Document segment.
This book provides the basis of a formal language and explores its possibilities in the characterization of multiplex networks. Armed with the formalism developed, the authors define structural metrics for multiplex networks. A methodology to generalize monoplex structural metrics to multiplex networks is also presented so that the reader will be able to generalize other metrics of interest in a systematic way. Therefore, this book will serve as a guide for the theoretical development of new multiplex metrics.

Furthermore, this Brief describes the spectral properties of these networks in relation to concepts from algebraic graph theory and the theory of matrix polynomials. The text is rounded off by analyzing the different structural transitions present in multiplex systems as well as by a brief overview of some representative dynamical processes.

Multiplex Networks will appeal to students, researchers, and professionals within the fields of network science, graph theory, and data science.


Multiplex Networks: Basic Formalism and Structural Properties (SpringerBriefs in Complexity)
by Emanuele Cozzo, Guilherme Ferraz de Arruda, Francisco Aparecido Rodrigues, Yamir Moreno


Viruses as Complex Adaptive Systems (Ricard Solé & Santiago F. Elena)

Extracted records.
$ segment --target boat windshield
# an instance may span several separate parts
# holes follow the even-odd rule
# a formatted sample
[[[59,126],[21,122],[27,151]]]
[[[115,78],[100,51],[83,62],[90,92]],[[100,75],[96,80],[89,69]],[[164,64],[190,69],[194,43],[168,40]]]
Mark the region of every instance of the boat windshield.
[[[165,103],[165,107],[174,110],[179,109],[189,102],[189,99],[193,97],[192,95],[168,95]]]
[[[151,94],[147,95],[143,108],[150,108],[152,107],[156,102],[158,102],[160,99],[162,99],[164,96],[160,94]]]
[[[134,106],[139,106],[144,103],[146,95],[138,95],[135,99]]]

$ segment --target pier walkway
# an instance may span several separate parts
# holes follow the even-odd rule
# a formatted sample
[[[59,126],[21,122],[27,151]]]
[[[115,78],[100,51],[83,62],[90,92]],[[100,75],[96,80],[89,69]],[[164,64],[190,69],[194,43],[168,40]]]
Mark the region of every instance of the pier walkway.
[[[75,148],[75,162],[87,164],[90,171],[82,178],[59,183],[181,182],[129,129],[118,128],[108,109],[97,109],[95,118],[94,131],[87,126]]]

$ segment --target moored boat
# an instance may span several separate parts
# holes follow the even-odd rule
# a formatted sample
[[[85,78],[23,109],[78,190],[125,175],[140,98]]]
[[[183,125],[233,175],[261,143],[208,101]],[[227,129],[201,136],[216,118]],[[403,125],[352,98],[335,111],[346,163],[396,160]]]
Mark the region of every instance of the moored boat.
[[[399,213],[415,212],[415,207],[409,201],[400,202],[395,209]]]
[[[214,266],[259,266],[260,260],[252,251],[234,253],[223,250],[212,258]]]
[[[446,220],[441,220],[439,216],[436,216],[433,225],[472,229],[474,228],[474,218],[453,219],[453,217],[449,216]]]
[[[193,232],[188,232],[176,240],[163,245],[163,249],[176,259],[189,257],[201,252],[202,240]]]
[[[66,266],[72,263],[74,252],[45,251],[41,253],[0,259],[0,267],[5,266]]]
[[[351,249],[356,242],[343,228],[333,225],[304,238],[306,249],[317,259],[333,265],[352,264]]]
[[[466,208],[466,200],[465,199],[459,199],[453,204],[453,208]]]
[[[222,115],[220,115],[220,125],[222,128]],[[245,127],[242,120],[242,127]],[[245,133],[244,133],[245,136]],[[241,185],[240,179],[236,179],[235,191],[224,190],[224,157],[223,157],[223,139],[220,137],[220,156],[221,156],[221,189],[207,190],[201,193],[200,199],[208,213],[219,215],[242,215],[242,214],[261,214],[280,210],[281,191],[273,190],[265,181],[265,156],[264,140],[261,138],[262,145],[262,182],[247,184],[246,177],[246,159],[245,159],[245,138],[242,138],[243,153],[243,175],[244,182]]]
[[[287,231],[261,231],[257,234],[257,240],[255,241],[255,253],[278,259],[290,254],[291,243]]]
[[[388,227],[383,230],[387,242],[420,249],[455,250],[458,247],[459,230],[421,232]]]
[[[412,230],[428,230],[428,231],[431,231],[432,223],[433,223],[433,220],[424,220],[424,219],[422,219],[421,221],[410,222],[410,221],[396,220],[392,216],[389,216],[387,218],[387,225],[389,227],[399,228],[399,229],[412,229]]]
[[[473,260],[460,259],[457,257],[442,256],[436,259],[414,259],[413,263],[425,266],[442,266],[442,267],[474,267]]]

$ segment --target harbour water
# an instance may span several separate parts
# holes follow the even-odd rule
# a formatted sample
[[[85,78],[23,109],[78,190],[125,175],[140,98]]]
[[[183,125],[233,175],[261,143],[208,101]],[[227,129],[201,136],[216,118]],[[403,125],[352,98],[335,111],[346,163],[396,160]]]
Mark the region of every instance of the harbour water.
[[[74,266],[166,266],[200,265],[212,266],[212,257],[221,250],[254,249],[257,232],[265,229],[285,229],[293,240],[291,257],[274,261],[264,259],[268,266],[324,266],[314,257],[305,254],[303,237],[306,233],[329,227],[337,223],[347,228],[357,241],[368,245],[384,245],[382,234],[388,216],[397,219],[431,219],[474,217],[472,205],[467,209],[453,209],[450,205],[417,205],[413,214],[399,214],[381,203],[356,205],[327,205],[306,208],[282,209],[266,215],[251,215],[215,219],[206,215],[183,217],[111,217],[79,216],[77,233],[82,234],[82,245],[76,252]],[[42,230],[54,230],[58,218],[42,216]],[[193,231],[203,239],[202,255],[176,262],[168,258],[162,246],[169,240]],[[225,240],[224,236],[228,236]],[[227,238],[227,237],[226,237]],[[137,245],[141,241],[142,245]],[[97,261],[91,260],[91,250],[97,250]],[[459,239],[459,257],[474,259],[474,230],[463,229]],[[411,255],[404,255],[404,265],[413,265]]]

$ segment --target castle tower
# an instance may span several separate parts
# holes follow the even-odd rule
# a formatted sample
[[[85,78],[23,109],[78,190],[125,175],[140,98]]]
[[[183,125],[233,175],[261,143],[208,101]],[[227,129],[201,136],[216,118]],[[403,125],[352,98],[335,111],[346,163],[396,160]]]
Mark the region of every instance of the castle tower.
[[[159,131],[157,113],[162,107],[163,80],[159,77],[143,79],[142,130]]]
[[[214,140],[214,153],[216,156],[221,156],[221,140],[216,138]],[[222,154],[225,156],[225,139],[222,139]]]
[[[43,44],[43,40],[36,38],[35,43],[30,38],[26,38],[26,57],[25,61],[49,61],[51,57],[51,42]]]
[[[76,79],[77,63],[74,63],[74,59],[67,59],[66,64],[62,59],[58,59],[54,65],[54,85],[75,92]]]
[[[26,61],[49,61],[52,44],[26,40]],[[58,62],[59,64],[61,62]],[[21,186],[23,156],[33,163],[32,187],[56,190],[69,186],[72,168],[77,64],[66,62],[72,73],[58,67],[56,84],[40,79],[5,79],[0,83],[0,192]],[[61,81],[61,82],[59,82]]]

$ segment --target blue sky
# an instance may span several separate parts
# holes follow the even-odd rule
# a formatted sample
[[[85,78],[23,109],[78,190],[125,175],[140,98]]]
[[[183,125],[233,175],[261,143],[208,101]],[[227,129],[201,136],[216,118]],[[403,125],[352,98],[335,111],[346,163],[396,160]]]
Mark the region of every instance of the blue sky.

Prompt. According to the book description, which fields do the students, researchers, and professionals it will appeal to work in?

Task answer. Network science, graph theory, and data science.